## TASK TO COMPLETE
The data follows this line. Copy verbatim the line with "the black loafer" and each line after it to the end.

## Image point annotation entries
------------------------------
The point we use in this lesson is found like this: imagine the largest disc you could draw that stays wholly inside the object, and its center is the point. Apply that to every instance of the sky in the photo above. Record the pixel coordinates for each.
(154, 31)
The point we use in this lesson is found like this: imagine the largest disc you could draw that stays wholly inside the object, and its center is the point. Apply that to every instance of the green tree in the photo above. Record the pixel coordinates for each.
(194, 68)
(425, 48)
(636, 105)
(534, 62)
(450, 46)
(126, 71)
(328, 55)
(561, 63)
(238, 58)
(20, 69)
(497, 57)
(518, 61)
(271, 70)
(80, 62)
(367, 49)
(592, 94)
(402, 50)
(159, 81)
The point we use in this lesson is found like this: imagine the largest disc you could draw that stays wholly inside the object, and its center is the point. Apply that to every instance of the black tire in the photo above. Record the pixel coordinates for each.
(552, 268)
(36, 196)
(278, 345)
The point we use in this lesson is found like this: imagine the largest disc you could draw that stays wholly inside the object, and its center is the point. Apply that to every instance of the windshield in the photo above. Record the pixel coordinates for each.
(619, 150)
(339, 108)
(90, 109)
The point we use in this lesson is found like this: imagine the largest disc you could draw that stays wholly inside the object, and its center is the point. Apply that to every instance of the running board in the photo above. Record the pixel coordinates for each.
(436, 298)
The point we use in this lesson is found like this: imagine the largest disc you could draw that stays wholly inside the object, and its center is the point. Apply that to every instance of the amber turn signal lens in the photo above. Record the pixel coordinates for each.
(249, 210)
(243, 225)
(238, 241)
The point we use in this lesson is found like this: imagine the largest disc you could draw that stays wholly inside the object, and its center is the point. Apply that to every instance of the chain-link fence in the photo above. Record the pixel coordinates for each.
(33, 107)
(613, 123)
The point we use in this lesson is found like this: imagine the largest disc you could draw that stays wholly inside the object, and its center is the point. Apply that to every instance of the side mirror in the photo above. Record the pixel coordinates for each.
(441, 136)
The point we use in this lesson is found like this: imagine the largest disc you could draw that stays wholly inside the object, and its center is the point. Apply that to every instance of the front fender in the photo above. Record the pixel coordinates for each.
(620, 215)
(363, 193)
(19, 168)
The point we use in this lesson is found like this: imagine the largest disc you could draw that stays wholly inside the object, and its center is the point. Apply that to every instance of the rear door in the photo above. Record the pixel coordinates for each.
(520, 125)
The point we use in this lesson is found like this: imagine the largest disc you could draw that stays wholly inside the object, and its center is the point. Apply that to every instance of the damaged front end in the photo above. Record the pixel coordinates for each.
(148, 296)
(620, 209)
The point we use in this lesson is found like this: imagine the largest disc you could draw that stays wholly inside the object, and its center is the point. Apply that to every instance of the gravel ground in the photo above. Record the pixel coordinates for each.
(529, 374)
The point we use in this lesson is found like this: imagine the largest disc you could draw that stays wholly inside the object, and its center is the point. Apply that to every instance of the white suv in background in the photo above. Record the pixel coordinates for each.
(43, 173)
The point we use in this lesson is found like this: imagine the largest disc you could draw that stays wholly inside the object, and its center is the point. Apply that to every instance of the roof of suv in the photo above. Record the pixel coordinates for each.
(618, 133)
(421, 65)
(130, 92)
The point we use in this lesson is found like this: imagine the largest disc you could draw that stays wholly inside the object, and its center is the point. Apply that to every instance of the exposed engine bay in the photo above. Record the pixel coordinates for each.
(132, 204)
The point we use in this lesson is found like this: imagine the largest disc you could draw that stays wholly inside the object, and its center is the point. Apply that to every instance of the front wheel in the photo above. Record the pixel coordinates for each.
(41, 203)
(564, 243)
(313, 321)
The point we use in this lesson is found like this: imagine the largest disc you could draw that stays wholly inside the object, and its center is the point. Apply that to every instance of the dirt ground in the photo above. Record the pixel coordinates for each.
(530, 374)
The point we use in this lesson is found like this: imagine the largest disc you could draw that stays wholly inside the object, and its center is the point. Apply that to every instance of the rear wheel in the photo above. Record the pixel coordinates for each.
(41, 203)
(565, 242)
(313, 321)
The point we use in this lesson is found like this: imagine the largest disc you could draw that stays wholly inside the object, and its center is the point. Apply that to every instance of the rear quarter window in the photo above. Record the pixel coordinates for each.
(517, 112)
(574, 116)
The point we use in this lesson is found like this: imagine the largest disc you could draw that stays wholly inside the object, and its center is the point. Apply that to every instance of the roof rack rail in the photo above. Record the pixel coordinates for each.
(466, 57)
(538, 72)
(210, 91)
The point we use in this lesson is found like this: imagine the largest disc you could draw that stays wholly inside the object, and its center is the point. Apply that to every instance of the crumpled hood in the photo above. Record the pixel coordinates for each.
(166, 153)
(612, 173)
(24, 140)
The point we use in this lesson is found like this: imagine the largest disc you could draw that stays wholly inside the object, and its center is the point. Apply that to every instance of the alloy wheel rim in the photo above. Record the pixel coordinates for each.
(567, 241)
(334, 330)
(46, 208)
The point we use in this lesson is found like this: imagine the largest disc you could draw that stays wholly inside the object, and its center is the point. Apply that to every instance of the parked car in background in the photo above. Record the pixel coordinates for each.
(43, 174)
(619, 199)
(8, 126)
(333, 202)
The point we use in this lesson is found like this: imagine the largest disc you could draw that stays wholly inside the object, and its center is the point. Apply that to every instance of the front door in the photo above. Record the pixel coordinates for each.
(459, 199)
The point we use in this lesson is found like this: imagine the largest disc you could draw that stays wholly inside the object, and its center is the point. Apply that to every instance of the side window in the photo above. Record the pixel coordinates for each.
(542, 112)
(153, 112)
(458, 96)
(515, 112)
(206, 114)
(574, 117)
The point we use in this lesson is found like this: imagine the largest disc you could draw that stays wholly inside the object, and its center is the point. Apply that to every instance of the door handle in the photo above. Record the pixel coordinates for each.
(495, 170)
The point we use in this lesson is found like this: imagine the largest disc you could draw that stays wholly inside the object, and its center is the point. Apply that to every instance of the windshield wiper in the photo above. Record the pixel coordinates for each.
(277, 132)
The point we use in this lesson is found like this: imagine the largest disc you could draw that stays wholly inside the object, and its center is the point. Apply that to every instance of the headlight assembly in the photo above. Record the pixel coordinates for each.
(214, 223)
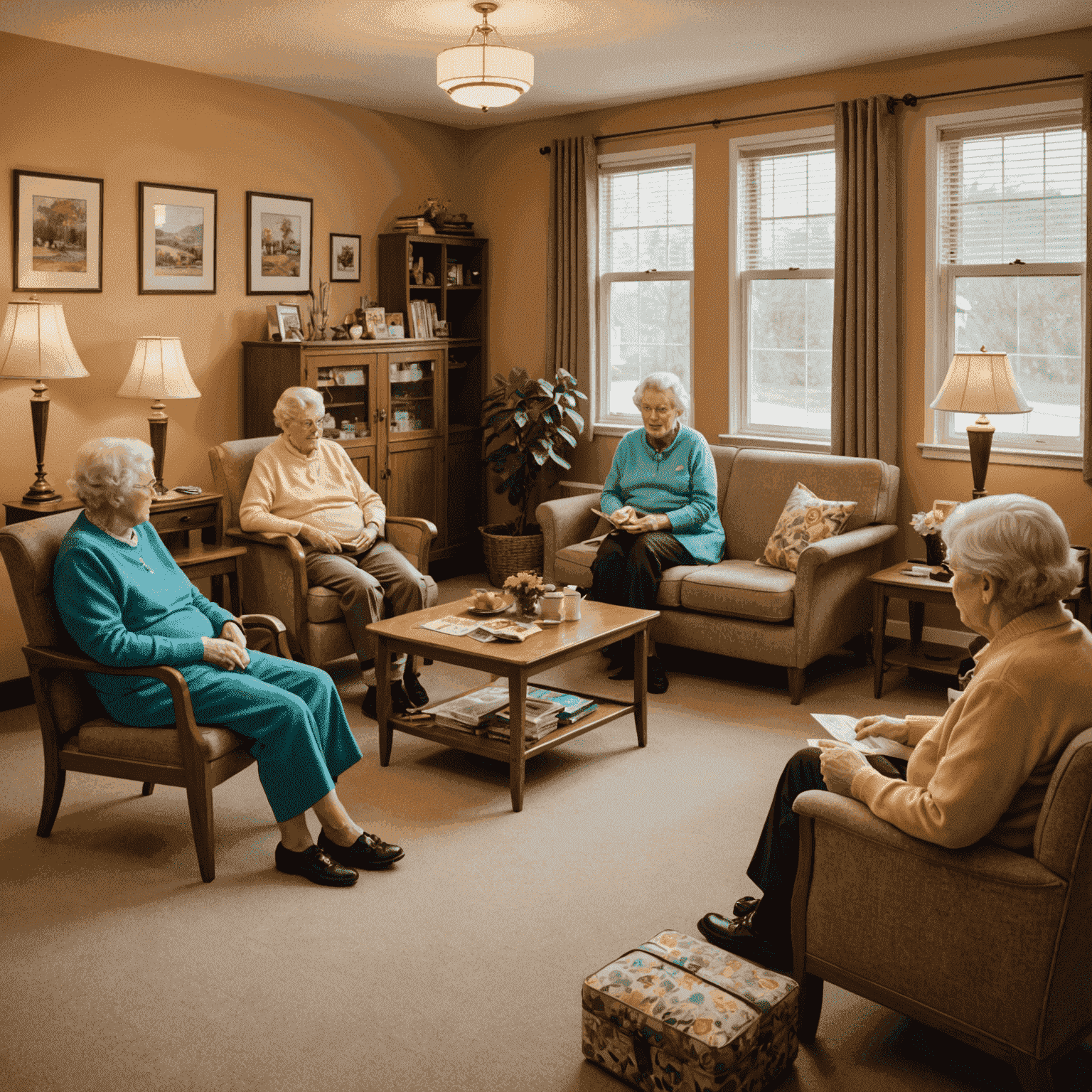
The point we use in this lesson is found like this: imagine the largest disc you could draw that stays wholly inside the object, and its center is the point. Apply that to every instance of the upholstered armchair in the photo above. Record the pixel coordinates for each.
(75, 732)
(274, 572)
(986, 945)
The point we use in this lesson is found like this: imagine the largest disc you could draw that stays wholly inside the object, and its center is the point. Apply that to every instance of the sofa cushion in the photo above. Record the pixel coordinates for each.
(323, 604)
(806, 519)
(741, 589)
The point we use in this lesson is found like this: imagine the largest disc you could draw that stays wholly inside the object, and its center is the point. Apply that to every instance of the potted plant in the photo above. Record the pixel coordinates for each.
(528, 428)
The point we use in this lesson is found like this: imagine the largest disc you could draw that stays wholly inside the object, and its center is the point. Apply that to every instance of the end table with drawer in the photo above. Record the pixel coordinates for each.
(175, 519)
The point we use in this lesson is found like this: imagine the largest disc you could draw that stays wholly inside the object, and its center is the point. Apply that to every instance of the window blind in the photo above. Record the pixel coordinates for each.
(788, 209)
(1012, 195)
(647, 216)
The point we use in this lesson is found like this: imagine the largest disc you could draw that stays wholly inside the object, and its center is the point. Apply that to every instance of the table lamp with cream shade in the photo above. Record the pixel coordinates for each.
(159, 372)
(981, 383)
(35, 344)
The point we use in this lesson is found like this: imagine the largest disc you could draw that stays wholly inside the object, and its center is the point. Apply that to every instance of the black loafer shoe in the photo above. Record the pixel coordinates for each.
(656, 676)
(400, 700)
(414, 690)
(366, 852)
(315, 865)
(735, 935)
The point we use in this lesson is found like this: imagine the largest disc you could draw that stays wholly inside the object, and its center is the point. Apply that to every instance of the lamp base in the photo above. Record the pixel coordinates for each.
(980, 439)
------------------------------
## TASK OUTPUT
The point we use in this lesson is found like this: imagine the largest disc you could draw that stays wholly inside the object, and its center is the point. Apply that to every instance of the black loafer shoe in the photo above. Record the pixel coordinates for each.
(656, 676)
(400, 700)
(414, 690)
(366, 852)
(315, 865)
(735, 935)
The point we use in this lesson is found like this: imagine the largest disc you could draw that stays wholly inside the object, and its center is the point. Apply that to every instance of the lamp base in the photo above. Record the pixel coordinates for each.
(980, 439)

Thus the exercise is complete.